▶ _Provided text_:

While I loved to travel overseas, getting our shot records up to date before leaving was . . . a pain—in the arm. —Vann Baker
I my first encounter with the “shot doctor” before going to Germany in 1962. It would not be my last.
As a child I had my immunizations needed for starting the first grade, but this was nothing compared to what we needed for traveling to what was then called West Germany.
Late in the summer of 1962, my mother took myself, my brother and my baby sister in our red and white Chevrolet Bel Aire, onto the sprawling post that was Fort Benning, not far from Columbus, Georgia where we lived.
We lived off post and it was always exciting to go to where dad had been working before he left for Mannheim, Germany. But little did we know what was in store for us this day.
As would often be the case, dad had gone on to his duty station ahead of us, missing out on all the packing, car selling, and other requirements for the rest of the family to join him.
Since there were always waiting lists for post housing, it made sense for dad to go on ahead and get us on a list and spare us the trouble of living off post and having to move twice, but this meant a lot of work for my mother in addition to the daily routines of raising three children under the age 9.

▶ _The task_:
Extend the recollection of getting shots before the 1962 move to West Germany, picking up after its final sentence.

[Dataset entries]
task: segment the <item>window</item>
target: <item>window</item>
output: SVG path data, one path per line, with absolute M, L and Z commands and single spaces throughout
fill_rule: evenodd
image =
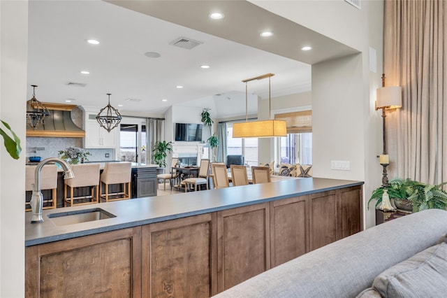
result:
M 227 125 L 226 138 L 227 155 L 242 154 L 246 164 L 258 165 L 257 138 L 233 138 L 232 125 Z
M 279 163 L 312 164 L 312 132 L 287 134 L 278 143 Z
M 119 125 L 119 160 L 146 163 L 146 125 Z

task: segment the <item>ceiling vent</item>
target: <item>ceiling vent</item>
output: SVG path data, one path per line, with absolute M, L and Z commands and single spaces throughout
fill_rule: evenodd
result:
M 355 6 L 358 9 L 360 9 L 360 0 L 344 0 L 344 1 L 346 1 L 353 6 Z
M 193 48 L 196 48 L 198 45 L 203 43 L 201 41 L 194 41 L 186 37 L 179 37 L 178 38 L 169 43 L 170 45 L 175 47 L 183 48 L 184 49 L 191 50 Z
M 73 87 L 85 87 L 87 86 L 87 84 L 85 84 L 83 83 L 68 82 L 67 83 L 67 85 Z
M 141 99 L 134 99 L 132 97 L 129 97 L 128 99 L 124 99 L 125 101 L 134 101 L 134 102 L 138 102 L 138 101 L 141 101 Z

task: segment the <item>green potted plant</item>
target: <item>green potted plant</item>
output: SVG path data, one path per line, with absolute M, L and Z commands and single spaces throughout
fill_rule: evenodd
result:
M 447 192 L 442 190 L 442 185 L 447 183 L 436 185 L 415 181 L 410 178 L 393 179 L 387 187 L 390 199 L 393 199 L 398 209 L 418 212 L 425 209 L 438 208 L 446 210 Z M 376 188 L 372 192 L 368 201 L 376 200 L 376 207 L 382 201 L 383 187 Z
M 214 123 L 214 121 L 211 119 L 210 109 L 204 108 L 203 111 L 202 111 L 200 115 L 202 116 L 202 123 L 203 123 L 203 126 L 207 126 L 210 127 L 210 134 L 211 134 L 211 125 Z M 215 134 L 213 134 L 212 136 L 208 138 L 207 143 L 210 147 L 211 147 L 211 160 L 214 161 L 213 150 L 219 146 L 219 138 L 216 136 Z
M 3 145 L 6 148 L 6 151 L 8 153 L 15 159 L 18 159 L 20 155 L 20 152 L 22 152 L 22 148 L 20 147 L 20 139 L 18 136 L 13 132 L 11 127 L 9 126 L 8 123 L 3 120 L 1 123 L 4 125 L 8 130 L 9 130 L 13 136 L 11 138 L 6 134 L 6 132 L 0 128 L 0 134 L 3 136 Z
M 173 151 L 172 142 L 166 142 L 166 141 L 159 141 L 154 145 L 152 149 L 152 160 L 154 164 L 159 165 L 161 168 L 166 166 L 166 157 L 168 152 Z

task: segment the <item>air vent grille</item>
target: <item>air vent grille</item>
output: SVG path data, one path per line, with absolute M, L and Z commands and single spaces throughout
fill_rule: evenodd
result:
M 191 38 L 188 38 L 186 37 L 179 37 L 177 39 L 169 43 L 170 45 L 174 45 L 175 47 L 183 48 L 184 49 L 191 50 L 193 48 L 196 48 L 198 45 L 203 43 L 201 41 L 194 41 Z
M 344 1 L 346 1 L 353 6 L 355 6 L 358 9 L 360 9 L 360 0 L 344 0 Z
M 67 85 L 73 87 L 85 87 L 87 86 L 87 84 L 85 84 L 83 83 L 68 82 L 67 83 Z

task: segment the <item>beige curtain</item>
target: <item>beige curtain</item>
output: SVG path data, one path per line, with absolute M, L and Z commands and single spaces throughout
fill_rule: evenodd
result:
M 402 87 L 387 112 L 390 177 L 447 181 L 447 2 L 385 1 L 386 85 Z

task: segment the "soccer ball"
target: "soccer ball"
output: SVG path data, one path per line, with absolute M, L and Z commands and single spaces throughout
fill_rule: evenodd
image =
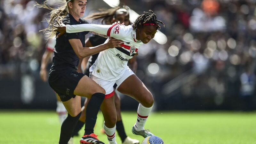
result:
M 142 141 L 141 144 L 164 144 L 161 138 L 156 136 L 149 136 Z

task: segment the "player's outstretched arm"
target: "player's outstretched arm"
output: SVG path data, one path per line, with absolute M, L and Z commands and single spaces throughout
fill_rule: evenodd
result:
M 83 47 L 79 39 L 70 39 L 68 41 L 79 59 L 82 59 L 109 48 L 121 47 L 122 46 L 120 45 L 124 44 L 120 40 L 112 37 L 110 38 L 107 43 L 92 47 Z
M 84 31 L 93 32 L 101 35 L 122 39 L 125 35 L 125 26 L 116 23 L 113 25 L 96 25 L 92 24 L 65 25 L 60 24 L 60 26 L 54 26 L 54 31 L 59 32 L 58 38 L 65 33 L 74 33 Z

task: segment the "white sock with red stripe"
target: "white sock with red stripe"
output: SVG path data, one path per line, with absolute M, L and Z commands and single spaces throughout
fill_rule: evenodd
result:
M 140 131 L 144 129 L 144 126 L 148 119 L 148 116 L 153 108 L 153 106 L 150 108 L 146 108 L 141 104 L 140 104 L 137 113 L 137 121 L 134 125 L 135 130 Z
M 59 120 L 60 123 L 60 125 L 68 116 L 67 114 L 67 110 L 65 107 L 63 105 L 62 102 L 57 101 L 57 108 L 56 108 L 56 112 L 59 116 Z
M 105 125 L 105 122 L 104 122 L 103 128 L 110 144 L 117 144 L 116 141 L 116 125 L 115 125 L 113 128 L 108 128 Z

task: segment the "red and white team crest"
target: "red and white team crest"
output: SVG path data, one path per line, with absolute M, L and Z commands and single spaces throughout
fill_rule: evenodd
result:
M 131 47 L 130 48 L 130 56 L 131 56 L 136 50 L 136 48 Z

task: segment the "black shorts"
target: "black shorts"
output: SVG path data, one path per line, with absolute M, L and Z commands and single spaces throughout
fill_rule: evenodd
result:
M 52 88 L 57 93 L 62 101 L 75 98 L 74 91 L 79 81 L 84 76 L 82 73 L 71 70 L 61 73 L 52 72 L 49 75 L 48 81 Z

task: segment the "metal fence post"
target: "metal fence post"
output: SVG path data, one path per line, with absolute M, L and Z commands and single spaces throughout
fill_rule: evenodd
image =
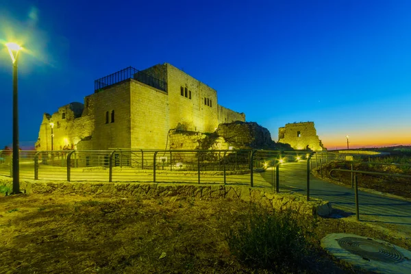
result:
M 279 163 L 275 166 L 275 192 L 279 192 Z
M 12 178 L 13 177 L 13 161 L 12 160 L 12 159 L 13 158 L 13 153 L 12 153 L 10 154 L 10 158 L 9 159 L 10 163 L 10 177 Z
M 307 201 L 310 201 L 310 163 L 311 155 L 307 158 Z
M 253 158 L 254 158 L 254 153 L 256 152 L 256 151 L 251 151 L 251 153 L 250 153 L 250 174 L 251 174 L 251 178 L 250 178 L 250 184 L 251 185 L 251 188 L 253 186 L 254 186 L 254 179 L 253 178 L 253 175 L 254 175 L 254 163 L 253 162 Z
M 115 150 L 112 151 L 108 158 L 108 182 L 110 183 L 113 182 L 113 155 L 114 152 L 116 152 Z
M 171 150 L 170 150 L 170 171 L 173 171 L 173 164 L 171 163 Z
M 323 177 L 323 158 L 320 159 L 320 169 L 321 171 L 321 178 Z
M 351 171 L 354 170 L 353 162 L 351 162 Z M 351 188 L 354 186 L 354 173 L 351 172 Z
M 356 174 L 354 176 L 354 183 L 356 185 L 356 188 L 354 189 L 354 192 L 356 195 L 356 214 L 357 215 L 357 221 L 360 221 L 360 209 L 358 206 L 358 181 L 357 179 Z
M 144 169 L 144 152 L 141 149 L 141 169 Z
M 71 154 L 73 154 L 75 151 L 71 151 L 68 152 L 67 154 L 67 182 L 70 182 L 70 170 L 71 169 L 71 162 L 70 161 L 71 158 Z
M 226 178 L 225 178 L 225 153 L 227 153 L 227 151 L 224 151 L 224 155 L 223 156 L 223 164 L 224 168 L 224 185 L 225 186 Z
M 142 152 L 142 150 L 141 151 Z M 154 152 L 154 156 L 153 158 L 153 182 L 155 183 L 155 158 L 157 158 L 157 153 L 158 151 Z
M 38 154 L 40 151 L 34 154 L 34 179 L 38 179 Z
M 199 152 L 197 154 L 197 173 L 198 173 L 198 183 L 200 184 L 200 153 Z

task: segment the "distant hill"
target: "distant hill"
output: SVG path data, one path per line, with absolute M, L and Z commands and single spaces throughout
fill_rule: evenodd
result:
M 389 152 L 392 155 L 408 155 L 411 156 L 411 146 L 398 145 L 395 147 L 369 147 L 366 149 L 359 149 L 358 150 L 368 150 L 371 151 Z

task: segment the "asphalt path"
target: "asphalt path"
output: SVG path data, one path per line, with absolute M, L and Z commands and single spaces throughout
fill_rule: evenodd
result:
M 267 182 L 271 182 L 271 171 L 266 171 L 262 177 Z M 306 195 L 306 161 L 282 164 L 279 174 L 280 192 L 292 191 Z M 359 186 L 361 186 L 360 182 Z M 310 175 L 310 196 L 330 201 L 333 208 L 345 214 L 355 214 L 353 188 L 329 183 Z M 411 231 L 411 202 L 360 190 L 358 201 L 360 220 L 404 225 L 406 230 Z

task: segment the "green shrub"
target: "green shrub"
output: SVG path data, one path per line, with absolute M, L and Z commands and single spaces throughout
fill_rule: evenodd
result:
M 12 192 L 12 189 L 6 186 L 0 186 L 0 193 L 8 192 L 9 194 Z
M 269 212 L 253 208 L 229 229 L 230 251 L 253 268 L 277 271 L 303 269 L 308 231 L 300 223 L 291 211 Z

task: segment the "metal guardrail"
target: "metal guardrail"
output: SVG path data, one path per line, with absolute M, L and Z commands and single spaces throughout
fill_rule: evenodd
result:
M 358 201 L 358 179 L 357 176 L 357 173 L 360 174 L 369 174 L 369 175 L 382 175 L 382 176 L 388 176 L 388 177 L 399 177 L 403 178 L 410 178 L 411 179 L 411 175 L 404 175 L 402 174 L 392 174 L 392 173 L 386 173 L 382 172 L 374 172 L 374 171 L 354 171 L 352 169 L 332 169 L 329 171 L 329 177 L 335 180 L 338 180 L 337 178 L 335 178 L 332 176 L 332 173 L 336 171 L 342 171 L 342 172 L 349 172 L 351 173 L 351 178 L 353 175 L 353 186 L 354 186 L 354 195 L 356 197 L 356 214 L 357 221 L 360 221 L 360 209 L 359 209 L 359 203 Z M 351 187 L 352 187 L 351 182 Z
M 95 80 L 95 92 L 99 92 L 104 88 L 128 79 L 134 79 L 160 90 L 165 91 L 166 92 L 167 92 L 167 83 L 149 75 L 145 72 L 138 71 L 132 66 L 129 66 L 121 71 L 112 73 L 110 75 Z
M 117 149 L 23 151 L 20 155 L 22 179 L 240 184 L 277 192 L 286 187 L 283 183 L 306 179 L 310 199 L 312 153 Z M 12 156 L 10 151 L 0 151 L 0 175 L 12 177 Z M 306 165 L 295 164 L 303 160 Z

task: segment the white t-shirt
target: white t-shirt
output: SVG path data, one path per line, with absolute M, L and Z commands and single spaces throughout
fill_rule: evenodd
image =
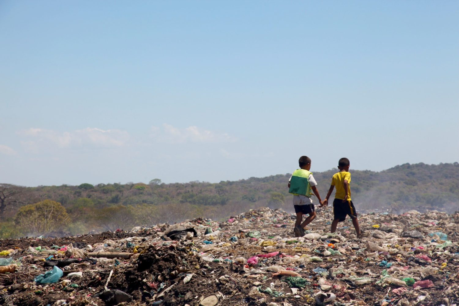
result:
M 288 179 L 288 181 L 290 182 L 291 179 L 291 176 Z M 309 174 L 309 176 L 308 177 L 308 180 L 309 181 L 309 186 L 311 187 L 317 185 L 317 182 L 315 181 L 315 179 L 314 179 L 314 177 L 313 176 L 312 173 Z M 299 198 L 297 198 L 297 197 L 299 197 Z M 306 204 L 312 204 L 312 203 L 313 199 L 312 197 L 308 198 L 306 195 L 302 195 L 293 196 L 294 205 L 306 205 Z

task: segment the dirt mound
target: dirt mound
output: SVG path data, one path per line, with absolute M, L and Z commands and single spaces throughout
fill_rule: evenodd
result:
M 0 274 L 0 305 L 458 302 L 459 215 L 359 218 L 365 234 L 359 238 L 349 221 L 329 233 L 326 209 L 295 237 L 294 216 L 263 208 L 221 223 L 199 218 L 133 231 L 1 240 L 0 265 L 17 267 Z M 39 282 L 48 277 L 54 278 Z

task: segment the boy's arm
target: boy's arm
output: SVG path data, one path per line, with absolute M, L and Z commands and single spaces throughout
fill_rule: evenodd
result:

▶ _Answer to this problem_:
We arrived at a processing center that was in a smaller building, separate from the hospital. It was a red brick building, but then again, most of the buildings and houses in Columbus, Georgia were also red brick. Columbus was smack in the middle of red clay country, and red bricks were made by thousands every day by Bickerstaff and others.
We took our place in the back of the long, along with other families. There was not a lot of polite conversation as every few seconds you would hear the crying of children coming from inside the room where the line terminated, and the whining of the children further back in line wondering aloud what was going on.
My brother and I were no strangers to needles. About two years before this, we had both gotten tetanus shots after our boxer knocked us down and scratched us up trying to wrestle with us. But this was different, very different.
While we were not at in the hospital, the place reeked of the antiseptic smell that hospital labs had, mostly from the constant swabbing of arms with alcohol pads.
Finally it was our turn. The nurse administered the shots to my sister first. My mother tried to distract her, which worked for about two seconds, and after that she was giving her lungs a good workout.
My brother and I were next. This was first time I had been addressed as, “Young man.” Followed by, “this won’t hurt . . . ” I did my best not to think about the shots, but I wanted to see, and the first two were small needles and didn’t sting that much, but the last one really hurt my arm.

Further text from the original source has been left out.